→ INSTRUCTIONS FOR THE TASK
Can you rescale the data from its beginning through the line containing "[(205, 28), (54, 27)]" by rewriting every line, requests included, with each coordinate in the answers multiplied by 2.25 and rounded to a whole number (halves up)? Leave the pictures out, and keep the numbers in the requests and their sample formats unchanged.

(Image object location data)

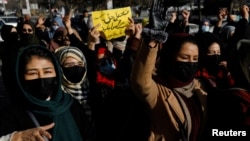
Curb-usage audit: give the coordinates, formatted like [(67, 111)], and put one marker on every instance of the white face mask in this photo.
[(205, 28), (54, 27)]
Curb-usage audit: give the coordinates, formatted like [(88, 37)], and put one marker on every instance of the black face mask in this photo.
[(27, 36), (211, 64), (184, 71), (106, 66), (13, 36), (74, 74), (41, 88)]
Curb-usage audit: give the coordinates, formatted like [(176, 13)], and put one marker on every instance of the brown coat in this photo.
[(164, 126)]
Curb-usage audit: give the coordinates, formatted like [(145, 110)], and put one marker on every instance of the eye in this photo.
[(48, 72), (31, 73)]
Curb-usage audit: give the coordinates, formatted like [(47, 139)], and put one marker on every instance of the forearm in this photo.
[(141, 75), (8, 137)]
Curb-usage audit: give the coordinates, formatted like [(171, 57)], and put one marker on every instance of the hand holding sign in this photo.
[(113, 22)]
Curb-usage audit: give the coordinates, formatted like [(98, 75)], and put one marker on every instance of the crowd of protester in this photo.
[(159, 82)]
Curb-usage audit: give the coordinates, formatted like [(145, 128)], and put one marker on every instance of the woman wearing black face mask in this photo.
[(213, 67), (74, 70), (178, 110), (41, 100), (8, 56)]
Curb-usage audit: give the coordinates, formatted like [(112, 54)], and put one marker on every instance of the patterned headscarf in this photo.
[(78, 90)]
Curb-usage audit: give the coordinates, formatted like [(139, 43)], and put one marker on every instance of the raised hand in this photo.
[(34, 134), (157, 17)]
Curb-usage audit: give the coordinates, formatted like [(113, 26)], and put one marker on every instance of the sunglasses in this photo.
[(27, 30)]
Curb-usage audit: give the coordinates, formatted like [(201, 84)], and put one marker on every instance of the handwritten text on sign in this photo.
[(113, 22)]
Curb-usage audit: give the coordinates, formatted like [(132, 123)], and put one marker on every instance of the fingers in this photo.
[(131, 21), (47, 127)]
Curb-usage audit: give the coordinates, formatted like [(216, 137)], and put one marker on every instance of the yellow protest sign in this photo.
[(113, 22)]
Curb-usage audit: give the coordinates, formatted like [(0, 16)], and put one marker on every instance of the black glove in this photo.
[(158, 12), (158, 36)]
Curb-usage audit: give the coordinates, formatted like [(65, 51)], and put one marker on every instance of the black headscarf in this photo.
[(239, 64)]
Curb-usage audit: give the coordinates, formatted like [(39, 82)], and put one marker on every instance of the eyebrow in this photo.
[(47, 68)]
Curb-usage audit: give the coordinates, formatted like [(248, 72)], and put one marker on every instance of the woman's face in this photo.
[(71, 62), (27, 29), (39, 67), (214, 49), (188, 53)]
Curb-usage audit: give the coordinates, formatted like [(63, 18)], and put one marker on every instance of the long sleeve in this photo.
[(141, 76)]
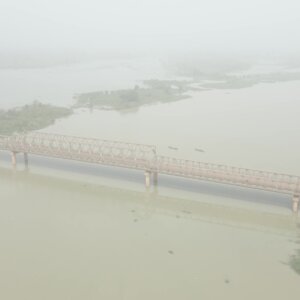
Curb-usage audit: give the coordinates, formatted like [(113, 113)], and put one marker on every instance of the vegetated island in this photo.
[(163, 91), (153, 91), (30, 117)]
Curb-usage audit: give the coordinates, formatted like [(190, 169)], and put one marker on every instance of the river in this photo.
[(78, 231)]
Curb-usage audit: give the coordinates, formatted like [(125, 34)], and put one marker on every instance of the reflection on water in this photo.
[(76, 239)]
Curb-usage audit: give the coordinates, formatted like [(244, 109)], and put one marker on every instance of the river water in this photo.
[(79, 231)]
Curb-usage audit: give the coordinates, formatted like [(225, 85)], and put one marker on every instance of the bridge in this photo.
[(145, 158)]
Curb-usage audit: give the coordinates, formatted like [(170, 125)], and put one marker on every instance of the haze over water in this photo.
[(72, 230)]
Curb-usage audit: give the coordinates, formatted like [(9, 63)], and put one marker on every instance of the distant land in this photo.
[(30, 117)]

→ EXPECTED ANSWER
Curb-usage audit: give the coordinates, formatted like [(67, 111)], and put one marker on every instance of the white face mask in this photo.
[(461, 63), (122, 61)]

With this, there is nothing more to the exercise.